◆ WHAT TO WORK ON
Please count the lines below that contain the string "flooded", treating uppercase and lowercase as different, and give only that number.

◆ DATA SHOWN
## START
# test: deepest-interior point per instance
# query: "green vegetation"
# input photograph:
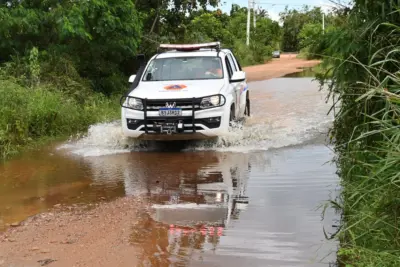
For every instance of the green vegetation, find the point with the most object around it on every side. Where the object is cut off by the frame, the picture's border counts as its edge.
(63, 65)
(364, 53)
(361, 62)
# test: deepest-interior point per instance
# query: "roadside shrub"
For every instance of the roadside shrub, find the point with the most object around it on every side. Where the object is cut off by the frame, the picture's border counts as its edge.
(29, 114)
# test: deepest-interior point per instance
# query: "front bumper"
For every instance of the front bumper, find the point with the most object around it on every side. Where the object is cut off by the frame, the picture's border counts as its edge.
(193, 124)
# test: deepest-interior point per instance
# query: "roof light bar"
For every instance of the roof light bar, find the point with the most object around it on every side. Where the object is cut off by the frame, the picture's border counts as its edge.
(189, 47)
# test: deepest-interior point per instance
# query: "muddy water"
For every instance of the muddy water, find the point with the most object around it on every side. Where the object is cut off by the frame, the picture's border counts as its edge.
(250, 197)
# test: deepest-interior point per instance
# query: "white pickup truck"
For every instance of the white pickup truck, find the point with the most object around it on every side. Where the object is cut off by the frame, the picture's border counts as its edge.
(185, 92)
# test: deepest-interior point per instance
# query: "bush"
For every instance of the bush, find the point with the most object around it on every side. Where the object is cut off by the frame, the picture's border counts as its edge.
(29, 114)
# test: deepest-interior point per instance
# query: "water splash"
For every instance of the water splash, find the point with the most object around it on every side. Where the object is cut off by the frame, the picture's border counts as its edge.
(279, 120)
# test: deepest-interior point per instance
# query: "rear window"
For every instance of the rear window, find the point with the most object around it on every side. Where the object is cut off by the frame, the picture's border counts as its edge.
(184, 68)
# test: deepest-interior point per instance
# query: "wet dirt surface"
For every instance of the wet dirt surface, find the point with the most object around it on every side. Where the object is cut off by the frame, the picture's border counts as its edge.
(249, 198)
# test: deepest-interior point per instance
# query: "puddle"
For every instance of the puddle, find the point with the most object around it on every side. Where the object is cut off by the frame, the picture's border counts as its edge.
(306, 72)
(247, 199)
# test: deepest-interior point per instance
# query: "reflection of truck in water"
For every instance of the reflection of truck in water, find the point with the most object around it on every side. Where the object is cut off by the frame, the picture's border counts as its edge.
(192, 210)
(201, 186)
(192, 199)
(217, 193)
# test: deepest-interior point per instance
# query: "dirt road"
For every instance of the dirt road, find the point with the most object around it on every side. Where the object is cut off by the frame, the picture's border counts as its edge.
(106, 233)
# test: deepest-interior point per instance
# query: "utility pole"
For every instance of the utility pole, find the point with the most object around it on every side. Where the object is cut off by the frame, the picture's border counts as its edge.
(254, 13)
(248, 23)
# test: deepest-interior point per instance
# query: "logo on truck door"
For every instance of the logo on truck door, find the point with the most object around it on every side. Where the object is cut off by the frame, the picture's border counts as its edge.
(170, 105)
(175, 87)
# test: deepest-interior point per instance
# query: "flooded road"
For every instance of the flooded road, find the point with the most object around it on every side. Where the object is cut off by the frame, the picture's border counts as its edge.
(249, 198)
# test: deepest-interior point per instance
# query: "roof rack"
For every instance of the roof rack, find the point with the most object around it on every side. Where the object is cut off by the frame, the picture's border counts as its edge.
(191, 47)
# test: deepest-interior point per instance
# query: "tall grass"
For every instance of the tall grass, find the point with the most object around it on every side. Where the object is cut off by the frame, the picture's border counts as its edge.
(367, 141)
(29, 114)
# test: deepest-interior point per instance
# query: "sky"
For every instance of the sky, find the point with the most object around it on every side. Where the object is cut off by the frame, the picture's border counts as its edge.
(274, 10)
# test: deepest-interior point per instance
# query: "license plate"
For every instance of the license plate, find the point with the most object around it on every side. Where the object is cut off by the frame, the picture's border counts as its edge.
(170, 112)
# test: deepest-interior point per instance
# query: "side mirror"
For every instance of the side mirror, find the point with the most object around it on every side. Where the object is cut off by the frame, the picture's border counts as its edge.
(238, 76)
(132, 78)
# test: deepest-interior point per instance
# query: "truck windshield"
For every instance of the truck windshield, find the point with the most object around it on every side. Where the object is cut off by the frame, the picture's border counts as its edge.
(184, 68)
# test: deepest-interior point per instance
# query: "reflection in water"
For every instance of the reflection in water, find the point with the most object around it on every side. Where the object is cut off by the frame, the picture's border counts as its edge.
(192, 197)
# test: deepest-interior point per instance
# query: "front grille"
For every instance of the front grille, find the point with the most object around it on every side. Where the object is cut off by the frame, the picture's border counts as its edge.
(184, 104)
(211, 123)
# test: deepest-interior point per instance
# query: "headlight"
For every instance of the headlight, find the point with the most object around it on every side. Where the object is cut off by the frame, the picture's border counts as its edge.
## END
◆ OUTPUT
2